(SOURCE DOCUMENT):
····················
EMERGING MARKETS-LatAm assets gain on retail optimism

Fri Nov 13, 2009 5:00pm EST

Related Topics

 * US retail optimism eclipse weak US economic data
 * Retail sales rise more than forecast in Brazil, Mexico
 * Chile warns it may act to curb currency appreciation
 By Walter Brandimarte
 NEW YORK, Nov 13 (Reuters) - Latin American financial
markets tracked Wall Street higher on Friday on hopes U.S.
retailers may have better-than-expected sales in the upcoming
holiday season.
 Raising expectations for the retail performance were
comments by U.S. department store operator JC Penney (JPC.N),
which said earnings for the holiday quarter could beat
estimates, as well as better-than-expected results from
Abercrombie & Fitch (AFN.N).
 Retail sales are also on the rise in Latin America,
underscoring a quick economic recovery that has been attracting
sizable investment flows into the region.
 In Brazil, the government said retail sales volumes
increased for the fifth straight month in September at a
month-on-month pace of 0.3 percent, more than analysts
expected. [ID:nN13355010]
 In Mexico, same-store sales rose 3.0 percent in October
year-on-year, driven by unusually strong sales from department
stores, a national retailer group said. [ID:nN12430456]
 "Outperforming emerging market growth, combined with
lingering excess-liquidity, should remain a key driver of a
slow but structural permanent reallocation of investment
capital into the emerging-market asset class," RBC Capital
Markets analysts wrote in a research note.
 The MSCI stock index for Latin America .MILA00000PUS rose
0.86 percent, closing the week with gains of nearly 2 percent.
 The Brazilian Bovespa index .BVSP climbed 1.36 percent,
while the Mexican IPC .MXX gained 0.79 percent and the
Argentina MerVal .MERV rose 0.63 percent.
····················
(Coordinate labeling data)
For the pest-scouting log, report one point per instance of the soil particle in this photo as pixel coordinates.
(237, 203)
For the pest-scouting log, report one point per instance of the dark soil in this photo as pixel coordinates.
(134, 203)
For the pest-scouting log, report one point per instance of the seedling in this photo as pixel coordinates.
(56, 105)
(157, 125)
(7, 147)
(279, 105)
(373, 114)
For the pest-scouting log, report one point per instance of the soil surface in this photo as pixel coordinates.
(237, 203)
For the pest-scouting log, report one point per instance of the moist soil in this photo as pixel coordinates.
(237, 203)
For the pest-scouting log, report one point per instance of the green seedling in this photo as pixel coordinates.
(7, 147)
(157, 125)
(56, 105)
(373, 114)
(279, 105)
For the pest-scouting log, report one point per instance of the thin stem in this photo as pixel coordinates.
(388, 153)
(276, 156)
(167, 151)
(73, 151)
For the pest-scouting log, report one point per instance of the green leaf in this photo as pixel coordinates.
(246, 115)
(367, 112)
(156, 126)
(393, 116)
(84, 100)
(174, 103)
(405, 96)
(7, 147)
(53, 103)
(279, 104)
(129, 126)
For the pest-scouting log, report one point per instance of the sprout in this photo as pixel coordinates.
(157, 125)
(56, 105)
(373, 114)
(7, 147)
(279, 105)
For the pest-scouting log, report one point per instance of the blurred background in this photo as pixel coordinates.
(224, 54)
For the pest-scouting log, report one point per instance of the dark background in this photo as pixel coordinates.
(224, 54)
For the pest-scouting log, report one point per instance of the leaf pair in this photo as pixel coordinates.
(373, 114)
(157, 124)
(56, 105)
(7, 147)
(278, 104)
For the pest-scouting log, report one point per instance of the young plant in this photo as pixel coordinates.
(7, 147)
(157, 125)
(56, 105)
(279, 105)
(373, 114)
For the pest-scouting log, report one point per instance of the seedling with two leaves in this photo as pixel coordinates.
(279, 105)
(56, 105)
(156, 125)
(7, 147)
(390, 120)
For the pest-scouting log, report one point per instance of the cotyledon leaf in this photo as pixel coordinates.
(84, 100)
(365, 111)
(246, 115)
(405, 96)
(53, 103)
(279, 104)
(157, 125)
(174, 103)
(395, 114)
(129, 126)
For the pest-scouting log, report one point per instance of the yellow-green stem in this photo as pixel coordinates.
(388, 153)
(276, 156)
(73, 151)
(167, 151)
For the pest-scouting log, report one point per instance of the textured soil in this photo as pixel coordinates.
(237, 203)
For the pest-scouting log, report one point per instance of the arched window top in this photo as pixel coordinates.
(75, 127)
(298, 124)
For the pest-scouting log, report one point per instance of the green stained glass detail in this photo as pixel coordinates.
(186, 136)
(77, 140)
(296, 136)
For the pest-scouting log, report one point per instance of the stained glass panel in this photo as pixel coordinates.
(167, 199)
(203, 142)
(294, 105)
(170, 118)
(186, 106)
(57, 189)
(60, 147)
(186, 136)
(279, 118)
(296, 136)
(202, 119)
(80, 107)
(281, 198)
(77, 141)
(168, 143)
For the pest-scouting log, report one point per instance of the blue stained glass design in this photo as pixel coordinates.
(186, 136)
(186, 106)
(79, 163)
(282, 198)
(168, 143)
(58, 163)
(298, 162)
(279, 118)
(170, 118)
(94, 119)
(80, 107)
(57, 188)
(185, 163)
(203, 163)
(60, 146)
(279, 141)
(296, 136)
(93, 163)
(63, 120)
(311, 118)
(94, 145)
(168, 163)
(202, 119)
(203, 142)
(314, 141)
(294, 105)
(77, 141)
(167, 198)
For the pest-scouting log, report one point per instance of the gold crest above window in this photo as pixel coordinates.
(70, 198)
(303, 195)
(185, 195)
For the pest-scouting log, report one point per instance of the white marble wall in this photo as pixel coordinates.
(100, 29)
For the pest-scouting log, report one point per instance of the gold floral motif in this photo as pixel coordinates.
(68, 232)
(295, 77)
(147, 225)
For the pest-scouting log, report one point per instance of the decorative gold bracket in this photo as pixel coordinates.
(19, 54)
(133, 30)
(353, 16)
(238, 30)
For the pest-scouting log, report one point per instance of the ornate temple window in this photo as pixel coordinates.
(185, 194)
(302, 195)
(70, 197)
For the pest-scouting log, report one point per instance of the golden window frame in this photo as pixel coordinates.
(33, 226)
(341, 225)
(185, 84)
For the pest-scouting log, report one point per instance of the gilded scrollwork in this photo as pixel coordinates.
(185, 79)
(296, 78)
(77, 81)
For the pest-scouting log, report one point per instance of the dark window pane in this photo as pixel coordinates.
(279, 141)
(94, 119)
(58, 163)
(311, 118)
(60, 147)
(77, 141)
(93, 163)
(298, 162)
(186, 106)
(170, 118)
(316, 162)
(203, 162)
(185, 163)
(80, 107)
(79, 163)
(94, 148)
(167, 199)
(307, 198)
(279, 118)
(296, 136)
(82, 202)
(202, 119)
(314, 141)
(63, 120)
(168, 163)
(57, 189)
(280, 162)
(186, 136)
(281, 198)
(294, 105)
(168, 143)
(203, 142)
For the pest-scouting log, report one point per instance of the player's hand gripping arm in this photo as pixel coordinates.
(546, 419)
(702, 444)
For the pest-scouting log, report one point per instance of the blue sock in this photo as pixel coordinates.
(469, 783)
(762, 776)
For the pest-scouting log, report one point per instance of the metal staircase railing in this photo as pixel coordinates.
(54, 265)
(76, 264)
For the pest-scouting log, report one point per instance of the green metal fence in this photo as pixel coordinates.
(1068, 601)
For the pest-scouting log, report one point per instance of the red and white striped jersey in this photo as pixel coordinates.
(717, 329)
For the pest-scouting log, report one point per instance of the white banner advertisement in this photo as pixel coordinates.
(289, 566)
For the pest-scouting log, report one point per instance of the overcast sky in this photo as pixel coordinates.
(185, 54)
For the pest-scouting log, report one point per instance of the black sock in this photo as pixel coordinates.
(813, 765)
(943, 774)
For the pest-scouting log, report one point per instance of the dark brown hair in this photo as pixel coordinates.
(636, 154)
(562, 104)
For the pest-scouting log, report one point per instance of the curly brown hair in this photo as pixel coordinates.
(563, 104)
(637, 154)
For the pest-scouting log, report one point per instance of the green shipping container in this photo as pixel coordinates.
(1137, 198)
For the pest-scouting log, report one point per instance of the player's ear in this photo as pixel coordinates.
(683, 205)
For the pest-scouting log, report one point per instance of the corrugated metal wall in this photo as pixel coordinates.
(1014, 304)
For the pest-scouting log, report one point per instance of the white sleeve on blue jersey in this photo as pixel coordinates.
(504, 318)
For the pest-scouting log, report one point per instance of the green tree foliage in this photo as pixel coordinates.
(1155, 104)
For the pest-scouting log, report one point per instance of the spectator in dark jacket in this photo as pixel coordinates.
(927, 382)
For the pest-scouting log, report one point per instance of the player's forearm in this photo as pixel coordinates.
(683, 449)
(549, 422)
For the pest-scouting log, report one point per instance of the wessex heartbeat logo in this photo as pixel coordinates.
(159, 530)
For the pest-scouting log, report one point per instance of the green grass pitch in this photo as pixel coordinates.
····················
(STATED GOAL 1):
Answer these questions using the Latin American markets report:
(a) Which U.S. department store operator said its earnings for the holiday quarter could beat estimates?
(b) By what year-on-year percentage did same-store sales in Mexico rise in October?
(c) How much did the Brazilian Bovespa index climb?
(STATED GOAL 2): Return the lines of the records starting at the line that contains "container in this photo as pixel coordinates." and ending at the last line of the records, both included, reproduced without any change.

(WRITTEN ANSWER 1):
(a) JC Penney
(b) 3.0 percent
(c) 1.36 percent

(WRITTEN ANSWER 2):
For the pest-scouting log, report one point per instance of the green shipping container in this photo as pixel coordinates.
(1137, 198)
For the pest-scouting log, report one point per instance of the player's ear in this photo as pixel coordinates.
(683, 205)
For the pest-scouting log, report one point per instance of the corrugated metal wall in this photo as pixel coordinates.
(1014, 304)
For the pest-scouting log, report one point per instance of the white sleeve on blue jersey in this photo as pixel coordinates.
(504, 318)
For the pest-scouting log, report one point per instance of the green tree foliage in this photo as pixel coordinates.
(1155, 104)
For the pest-scouting log, report one point per instance of the spectator in dark jacket in this photo as pixel coordinates.
(927, 382)
For the pest-scouting log, report one point per instance of the player's forearm in this photo as pixel coordinates.
(683, 449)
(549, 422)
For the pest-scouting log, report one point per instance of the wessex heartbeat logo in this photo as pixel coordinates.
(159, 530)
For the pest-scouting log, report one point per instance of the green grass pitch in this photo as pixel coordinates.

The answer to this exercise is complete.